[Work order 1] In the article on dog diets, how many months longer was the life expectancy of dogs fed a homemade diet in the Belgian research?
[Work order 2] Continue the article on dog diets, starting after its final sentence.

[Selected excerpt]
* * *

We are constantly being told of the benefits of eating a preservative free, unprocessed food to have the best chance of being healthy. Eating food that hasn’t been cooked at extreme temperatures and is high in nutritional value, mainly quality fresh animal proteins, vegetables and fruit. We are being told to eat less salt, refined sugar and food without chemicals added.
But what about our beloved dog companions. For the many of us that think of our dogs as part of our family, we would do anything to keep them with us longer, living a happy and healthy life. We give them a loving home, lots of affection and exercise, but have we been missing one of the most important parts, being their diet? If it makes sense for humans to be eating natural fresh food high in nutritional value, why would our dogs be better off only eating dried kibble or canned food that has been cooked at high temperatures and is full of chemicals and preservatives?
There is two pieces of independent research that suggests we should be looking very closely at what is in our dog’s food and what we consider feeding them.
Research was conducted in Belgium between 1998-2002 that looked at the life expectancy of over 500 dogs. They researched dogs fed a homemade diet, consisting of high quality foods used from the owner’s meals versus dogs fed an industrial, commercial pet food diet. The authors, Lippert and Sapy, were able to statistically show that dogs fed the homemade diet had a life expectancy of 32 months longer. That’s nearly three years difference.
In 2005 a study was conducted at Purdue University on Scottish Terriers, the results showed that adding fresh vegetables to dry commercial kibble prevented and/or slowed down the development of transitional cell carcinoma (aka bladder cancer)!

* * *

[Source material]

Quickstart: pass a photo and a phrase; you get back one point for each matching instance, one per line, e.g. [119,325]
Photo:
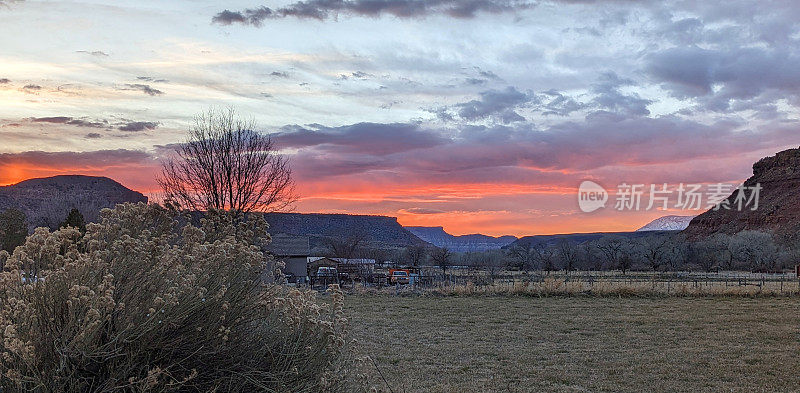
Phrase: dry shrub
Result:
[146,301]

* * *

[Response 1] 32 months longer, which is nearly three years.

[Response 2]
In the study, dogs ate a diet of dry commercial pet food, while some got an assortment of vegetables added to the mix at least 3 times per week. Dogs that ate any green leafy vegetables, like broccoli, had reduced the risk of developing bladder cancer by 90% and the dogs that consumed any yellow – orange vegetables like carrots reduced the risk by 70%!
There are plenty of things that go into the health of dogs such as keeping their weight at a healthy range, regular walks, good dental hygiene, lots of affection and just like us, good genes. However, many of us have been missing the obvious and that is a healthy diet, free of poor quality proteins, preservatives, corn, soy and other fillers with little or no nutritional value, can make a big difference to the health and longevity of our dogs. We can give our dogs a much better chance of good health, reduce our vet bills and give them food that makes them excited. Why wouldn’t that be worth doing?
So whether you want to start adding natural food to their diets, adding quality vegetables, preparing all their meals yourself or using a business like ours to do it for you, it’s worth all of us understanding what we are feeding our dogs to give them the best chance of good health.